Begin RECORDS
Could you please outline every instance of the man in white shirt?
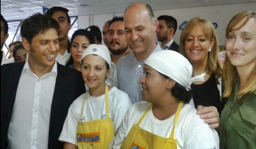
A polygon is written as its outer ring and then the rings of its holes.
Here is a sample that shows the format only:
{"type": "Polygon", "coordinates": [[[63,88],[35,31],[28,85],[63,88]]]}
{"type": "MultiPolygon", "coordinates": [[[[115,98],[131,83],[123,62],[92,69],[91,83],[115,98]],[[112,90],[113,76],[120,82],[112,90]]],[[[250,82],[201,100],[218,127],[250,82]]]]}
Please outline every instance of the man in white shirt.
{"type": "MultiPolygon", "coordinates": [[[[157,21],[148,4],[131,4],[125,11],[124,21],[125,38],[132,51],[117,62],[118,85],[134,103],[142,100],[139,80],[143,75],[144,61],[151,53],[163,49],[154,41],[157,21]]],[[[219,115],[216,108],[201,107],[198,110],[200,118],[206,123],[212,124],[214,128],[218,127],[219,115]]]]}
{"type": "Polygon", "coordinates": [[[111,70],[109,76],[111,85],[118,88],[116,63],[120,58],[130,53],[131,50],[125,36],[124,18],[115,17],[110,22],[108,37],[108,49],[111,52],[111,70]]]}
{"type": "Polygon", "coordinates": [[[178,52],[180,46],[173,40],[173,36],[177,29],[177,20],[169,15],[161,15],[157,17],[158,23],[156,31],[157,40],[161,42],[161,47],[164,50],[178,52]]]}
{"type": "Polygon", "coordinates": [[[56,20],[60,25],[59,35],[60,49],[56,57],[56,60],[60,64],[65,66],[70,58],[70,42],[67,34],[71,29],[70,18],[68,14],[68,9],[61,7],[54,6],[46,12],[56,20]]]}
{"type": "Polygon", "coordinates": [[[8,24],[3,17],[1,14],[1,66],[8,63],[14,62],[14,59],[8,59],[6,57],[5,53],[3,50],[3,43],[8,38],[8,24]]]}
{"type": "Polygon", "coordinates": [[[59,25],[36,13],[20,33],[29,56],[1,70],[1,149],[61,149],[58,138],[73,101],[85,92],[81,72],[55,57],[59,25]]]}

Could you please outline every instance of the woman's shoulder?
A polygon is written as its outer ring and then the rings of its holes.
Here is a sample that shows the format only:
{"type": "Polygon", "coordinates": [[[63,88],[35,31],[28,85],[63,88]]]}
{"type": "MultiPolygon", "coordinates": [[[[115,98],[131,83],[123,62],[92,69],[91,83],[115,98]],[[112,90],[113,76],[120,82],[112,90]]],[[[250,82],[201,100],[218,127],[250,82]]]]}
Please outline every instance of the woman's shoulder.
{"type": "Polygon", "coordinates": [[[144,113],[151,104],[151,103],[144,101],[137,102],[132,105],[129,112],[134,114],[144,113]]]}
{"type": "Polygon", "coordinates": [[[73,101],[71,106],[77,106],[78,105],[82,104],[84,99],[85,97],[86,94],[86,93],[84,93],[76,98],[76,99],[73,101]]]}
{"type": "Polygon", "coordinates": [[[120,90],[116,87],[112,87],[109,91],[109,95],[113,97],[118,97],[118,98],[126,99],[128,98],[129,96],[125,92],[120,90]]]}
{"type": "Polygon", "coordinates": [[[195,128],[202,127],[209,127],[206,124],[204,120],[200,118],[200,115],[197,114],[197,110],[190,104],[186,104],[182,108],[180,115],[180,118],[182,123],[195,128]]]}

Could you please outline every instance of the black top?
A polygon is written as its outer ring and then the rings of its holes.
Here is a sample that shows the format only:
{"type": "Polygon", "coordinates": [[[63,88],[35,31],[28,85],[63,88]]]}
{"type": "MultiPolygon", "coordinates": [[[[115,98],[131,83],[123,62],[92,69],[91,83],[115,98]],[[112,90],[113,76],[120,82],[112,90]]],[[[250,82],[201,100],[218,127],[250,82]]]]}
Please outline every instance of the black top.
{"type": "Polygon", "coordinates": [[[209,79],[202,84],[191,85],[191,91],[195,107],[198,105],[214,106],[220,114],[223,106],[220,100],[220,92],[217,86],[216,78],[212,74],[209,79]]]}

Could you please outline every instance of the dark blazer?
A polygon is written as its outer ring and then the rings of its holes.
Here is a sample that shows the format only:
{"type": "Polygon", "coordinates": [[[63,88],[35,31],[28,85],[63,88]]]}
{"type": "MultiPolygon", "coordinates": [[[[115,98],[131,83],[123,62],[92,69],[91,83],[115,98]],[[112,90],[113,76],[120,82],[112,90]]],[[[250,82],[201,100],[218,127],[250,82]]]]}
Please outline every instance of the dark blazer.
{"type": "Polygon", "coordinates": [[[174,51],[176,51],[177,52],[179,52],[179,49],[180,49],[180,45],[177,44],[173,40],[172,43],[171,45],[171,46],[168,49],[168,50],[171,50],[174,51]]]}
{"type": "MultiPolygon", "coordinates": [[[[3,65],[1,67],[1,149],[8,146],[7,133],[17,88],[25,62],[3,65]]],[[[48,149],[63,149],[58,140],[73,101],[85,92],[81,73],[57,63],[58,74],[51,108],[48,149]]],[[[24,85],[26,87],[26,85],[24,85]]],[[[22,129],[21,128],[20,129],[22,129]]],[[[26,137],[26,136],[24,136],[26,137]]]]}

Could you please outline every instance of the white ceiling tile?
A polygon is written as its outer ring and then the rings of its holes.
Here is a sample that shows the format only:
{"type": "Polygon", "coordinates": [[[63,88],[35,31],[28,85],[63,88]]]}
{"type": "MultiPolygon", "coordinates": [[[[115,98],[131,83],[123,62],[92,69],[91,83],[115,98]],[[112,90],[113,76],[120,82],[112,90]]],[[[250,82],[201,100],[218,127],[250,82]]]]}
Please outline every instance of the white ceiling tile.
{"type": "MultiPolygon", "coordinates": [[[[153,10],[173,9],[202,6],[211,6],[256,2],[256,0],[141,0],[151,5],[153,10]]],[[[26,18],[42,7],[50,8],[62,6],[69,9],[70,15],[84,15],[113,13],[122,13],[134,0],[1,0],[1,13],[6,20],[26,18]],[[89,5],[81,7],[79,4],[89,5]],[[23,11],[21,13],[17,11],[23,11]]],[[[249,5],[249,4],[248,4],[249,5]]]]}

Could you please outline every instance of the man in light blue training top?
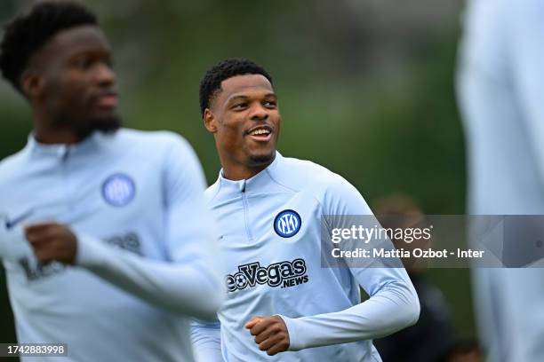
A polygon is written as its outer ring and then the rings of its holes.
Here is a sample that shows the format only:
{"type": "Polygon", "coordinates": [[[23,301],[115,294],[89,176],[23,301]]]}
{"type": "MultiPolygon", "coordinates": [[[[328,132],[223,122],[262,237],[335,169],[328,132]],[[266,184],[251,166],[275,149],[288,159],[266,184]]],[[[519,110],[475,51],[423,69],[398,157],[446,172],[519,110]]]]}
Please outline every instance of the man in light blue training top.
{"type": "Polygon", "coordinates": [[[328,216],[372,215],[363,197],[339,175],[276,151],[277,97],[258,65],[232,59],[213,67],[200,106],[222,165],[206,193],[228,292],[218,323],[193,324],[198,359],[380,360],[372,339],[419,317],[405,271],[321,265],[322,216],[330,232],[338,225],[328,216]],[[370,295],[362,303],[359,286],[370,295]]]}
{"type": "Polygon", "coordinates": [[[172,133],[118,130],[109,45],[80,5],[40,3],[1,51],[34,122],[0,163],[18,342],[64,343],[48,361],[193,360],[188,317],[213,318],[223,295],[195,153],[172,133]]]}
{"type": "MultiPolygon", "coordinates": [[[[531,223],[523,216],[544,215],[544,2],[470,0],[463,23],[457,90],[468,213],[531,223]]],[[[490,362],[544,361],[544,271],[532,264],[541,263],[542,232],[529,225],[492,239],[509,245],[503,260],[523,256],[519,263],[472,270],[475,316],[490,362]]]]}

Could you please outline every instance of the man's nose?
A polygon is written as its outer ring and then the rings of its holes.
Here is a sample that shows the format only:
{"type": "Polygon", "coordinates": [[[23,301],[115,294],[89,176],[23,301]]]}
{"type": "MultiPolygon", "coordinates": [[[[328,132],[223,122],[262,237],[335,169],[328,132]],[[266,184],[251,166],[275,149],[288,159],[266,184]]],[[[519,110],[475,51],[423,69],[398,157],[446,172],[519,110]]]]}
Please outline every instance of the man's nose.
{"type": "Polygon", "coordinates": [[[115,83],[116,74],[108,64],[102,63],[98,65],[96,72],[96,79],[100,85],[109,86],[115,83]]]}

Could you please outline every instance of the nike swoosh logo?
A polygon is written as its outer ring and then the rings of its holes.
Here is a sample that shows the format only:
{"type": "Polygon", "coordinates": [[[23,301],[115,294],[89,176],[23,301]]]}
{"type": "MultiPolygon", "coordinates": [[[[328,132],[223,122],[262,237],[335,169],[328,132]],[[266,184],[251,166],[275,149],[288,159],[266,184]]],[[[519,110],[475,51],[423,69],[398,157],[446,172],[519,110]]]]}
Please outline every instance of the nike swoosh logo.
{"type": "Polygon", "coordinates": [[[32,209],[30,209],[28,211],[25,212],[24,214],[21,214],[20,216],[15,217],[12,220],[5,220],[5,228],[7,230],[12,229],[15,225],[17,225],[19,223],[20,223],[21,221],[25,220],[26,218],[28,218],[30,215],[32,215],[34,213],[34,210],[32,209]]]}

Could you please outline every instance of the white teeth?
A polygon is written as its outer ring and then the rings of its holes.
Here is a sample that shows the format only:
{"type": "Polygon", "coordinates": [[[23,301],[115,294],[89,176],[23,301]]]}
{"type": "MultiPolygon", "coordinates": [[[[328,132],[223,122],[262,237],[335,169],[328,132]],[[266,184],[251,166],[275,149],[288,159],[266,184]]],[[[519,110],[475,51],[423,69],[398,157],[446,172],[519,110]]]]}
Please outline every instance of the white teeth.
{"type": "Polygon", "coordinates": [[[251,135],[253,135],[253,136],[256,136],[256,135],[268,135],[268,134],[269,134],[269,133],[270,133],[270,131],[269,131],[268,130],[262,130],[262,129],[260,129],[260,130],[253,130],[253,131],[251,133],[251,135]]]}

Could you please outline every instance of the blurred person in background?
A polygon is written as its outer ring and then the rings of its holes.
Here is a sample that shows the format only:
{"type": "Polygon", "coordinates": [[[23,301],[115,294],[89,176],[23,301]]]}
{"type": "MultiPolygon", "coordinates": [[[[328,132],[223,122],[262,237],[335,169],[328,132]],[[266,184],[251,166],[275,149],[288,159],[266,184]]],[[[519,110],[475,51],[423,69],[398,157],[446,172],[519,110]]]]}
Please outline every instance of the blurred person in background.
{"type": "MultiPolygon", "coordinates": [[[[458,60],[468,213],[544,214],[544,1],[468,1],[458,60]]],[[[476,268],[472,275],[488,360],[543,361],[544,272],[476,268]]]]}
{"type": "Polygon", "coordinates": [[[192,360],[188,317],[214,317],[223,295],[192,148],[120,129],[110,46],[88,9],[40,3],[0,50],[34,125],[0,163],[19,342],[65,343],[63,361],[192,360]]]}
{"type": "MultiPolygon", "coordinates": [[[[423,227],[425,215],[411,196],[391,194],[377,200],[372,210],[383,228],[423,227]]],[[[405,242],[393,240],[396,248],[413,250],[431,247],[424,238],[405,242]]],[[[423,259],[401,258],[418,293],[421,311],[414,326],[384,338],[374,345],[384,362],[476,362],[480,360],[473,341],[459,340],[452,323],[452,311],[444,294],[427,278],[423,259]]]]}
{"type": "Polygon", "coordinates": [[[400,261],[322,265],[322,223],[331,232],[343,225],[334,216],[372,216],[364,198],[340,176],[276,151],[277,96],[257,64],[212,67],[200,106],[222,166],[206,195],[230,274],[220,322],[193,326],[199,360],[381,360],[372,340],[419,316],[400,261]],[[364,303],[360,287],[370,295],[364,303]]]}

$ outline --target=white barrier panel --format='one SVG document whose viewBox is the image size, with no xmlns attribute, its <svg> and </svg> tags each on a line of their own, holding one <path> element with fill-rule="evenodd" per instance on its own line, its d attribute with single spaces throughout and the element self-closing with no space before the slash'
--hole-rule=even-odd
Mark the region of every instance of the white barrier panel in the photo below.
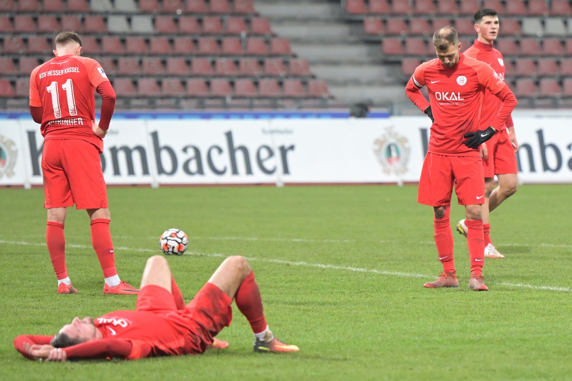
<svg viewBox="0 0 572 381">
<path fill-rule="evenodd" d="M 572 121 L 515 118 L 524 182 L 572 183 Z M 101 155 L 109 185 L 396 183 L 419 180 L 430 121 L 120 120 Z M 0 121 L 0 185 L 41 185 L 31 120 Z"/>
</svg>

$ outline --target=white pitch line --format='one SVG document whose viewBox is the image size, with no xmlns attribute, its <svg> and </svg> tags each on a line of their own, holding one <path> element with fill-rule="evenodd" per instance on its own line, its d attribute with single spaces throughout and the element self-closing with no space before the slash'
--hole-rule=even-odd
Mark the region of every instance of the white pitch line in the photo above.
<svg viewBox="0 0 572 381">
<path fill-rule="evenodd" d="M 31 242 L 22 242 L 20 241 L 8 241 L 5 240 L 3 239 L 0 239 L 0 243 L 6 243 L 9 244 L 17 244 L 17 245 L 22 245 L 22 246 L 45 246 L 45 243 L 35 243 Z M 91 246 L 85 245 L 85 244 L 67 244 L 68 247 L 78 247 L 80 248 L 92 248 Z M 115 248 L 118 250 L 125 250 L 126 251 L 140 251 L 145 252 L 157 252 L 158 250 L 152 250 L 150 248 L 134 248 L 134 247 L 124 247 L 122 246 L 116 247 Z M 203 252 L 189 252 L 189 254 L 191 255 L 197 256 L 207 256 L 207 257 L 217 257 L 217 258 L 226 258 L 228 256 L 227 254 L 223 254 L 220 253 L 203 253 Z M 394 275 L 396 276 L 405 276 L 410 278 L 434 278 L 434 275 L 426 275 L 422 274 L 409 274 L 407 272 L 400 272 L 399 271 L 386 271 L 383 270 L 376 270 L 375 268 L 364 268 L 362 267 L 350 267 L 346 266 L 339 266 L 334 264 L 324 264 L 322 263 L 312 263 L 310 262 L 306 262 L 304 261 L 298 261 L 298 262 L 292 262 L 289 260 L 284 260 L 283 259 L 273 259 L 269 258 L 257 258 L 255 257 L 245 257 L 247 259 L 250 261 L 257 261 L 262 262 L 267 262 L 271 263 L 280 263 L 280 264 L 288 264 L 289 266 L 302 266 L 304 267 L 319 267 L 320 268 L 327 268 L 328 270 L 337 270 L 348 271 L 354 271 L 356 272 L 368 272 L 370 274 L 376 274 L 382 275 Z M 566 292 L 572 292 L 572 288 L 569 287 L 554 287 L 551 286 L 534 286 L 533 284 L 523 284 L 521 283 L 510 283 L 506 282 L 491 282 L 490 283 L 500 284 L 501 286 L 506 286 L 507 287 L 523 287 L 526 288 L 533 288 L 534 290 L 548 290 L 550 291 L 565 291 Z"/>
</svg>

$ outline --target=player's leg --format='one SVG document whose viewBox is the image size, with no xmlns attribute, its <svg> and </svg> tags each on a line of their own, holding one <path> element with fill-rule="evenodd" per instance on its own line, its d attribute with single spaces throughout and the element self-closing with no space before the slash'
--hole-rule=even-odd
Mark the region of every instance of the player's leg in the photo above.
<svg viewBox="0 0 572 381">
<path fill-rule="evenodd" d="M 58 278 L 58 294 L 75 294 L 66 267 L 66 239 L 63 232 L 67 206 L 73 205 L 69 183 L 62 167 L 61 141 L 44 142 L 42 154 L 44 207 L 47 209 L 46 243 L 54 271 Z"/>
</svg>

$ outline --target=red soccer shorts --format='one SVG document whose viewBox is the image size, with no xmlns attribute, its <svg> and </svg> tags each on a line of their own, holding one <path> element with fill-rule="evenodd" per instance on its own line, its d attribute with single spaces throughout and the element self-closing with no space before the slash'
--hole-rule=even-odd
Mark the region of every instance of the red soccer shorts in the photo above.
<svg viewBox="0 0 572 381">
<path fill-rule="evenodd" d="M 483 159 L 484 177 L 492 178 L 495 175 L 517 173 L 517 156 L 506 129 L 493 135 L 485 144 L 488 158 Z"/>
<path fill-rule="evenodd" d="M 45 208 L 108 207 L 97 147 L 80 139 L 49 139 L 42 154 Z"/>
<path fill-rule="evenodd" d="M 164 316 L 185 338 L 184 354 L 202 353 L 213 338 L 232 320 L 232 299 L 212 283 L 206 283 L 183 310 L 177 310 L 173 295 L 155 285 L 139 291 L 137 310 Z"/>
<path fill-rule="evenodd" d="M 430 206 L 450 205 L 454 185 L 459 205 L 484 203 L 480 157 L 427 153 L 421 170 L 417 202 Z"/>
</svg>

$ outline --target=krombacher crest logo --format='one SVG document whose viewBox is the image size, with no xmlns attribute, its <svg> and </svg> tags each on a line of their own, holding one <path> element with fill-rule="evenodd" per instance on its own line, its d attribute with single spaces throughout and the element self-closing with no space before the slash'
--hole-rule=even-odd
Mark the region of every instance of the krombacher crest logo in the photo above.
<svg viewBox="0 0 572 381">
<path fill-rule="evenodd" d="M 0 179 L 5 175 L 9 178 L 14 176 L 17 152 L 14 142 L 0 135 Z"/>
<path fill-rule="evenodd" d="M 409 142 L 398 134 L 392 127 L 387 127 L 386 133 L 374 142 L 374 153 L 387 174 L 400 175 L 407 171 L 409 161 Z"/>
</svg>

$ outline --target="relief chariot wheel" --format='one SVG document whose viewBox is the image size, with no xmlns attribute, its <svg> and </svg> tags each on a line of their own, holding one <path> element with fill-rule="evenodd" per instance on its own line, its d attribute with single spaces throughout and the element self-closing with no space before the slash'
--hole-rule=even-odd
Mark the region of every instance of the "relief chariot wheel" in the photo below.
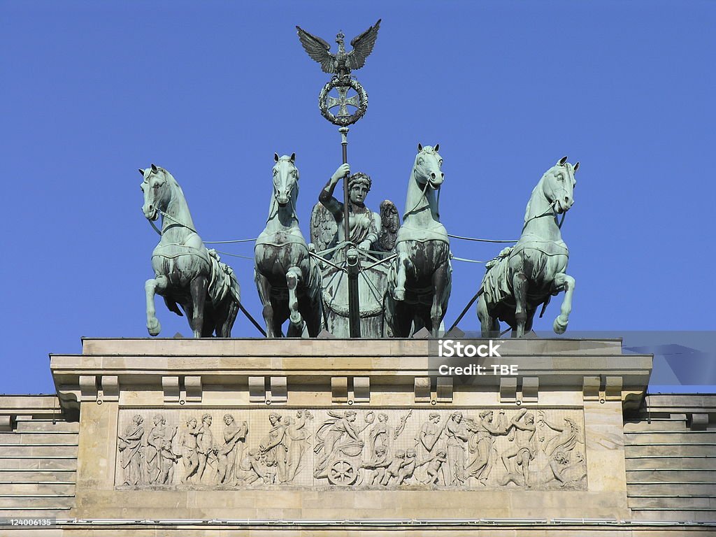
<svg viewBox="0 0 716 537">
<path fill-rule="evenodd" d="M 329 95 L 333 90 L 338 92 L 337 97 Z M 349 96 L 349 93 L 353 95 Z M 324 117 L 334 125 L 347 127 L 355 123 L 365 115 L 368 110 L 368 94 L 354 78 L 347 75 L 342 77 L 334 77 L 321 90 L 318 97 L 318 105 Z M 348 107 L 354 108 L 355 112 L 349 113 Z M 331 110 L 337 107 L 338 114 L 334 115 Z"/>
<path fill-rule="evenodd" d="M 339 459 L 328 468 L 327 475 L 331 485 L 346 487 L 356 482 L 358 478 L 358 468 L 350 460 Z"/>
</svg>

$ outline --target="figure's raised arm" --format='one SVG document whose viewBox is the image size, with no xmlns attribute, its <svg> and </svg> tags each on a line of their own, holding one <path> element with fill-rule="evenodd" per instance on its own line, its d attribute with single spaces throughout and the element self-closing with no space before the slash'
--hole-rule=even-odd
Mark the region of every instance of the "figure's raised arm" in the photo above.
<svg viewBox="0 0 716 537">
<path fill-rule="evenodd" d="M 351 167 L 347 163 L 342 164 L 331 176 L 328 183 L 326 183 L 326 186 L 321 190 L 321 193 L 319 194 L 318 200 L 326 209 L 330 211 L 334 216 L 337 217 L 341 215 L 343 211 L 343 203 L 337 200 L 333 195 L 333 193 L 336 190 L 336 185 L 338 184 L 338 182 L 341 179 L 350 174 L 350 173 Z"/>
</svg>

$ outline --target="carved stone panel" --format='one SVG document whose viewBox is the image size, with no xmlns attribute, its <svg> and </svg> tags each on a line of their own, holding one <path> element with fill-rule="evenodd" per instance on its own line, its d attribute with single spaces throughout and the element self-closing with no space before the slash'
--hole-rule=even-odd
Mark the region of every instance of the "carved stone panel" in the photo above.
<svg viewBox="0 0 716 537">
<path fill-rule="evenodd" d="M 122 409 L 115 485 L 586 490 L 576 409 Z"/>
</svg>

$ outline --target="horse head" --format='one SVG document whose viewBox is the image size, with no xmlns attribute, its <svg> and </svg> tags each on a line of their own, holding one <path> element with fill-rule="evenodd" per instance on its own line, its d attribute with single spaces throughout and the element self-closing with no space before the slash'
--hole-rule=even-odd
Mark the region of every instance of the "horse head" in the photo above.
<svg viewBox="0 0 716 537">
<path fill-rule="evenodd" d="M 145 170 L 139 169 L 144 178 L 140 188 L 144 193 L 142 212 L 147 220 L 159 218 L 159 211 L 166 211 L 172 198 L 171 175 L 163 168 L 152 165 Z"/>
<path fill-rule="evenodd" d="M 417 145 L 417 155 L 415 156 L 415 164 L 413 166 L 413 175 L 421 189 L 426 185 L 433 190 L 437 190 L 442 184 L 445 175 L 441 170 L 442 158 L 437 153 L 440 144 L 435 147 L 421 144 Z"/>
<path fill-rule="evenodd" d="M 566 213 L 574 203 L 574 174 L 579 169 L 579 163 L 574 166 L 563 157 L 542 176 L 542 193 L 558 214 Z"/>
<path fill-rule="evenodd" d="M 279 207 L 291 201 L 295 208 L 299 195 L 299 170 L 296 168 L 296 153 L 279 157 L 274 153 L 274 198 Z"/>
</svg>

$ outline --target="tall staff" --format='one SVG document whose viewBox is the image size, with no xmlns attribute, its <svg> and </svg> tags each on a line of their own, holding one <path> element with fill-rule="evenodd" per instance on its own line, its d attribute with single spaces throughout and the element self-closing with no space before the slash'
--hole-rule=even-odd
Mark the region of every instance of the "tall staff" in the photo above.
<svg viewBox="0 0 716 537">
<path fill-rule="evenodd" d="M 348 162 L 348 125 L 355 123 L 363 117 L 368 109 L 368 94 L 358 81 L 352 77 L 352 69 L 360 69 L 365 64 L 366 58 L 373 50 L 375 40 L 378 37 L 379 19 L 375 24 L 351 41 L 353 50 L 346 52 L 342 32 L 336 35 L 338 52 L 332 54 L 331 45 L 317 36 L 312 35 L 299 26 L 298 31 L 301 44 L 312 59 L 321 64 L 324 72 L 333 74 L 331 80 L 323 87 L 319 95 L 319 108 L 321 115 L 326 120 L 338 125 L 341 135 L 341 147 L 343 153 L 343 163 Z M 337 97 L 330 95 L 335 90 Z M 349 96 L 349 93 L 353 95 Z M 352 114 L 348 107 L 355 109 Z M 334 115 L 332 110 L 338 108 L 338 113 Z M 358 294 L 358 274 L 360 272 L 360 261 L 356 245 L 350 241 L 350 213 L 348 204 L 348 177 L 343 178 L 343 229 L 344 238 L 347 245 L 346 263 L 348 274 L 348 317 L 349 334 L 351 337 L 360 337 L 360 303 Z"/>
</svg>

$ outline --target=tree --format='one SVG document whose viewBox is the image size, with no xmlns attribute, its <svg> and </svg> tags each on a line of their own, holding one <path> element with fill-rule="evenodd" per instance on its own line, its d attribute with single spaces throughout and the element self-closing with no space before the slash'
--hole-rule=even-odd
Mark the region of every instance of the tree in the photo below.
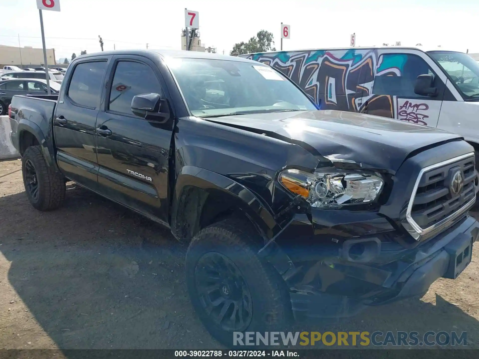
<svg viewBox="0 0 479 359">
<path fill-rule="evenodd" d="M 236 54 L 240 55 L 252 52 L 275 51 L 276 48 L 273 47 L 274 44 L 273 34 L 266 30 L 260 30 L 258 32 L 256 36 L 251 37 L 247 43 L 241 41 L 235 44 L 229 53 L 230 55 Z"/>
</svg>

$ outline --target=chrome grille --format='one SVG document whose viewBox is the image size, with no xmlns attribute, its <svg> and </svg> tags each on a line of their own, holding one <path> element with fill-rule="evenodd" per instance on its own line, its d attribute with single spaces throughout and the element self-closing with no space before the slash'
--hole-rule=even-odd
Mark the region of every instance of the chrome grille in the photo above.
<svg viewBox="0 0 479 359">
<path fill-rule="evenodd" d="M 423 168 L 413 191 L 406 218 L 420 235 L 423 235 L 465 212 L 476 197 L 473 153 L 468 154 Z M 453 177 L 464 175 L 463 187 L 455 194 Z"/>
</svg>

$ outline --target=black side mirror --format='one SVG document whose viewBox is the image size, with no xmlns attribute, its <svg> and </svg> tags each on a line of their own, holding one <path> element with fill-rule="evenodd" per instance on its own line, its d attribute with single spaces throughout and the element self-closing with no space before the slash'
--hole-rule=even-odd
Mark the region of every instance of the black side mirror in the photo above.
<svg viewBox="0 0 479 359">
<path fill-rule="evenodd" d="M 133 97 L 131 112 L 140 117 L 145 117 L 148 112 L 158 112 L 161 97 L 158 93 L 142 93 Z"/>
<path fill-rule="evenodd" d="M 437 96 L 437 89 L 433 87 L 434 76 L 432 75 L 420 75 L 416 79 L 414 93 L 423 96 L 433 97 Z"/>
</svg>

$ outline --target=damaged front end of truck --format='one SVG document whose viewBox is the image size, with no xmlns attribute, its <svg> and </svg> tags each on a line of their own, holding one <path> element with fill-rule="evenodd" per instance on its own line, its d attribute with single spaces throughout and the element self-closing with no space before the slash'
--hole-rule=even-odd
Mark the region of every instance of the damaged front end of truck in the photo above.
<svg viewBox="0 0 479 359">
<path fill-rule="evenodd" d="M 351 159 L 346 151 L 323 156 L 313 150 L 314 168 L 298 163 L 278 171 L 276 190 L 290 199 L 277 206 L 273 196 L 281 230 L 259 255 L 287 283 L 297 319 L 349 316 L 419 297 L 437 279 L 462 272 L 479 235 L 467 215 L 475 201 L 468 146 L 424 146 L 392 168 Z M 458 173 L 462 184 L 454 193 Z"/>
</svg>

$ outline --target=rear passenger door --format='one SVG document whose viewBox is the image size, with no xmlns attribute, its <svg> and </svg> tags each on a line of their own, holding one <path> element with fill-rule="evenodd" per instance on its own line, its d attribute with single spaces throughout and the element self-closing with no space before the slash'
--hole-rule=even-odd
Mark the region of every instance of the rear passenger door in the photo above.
End RECORDS
TASK OBJECTIVE:
Recast the lines of the material, starting with the line containing "Could you please outline every instance of the black" and continuing through the line containing "Please outline every instance of the black top.", as a Markdown table with the columns "Row" and "Line". Give each line a row number and omit blank lines.

THE REPLY:
| Row | Line |
|---|---|
| 1 | Could you please outline every instance of the black top? |
| 2 | A polygon is written as its outer ring and then the rings of its holes. |
| 3 | Here is a sample that shows the format only: |
| 4 | {"type": "Polygon", "coordinates": [[[63,88],[35,31],[28,85],[63,88]]]} |
| 5 | {"type": "MultiPolygon", "coordinates": [[[[115,98],[131,83],[123,62],[92,69],[91,83],[115,98]],[[112,90],[113,76],[120,82],[112,90]]],[[[250,82],[201,100],[218,127],[250,82]]]]} |
| 6 | Please outline every instance of the black top. |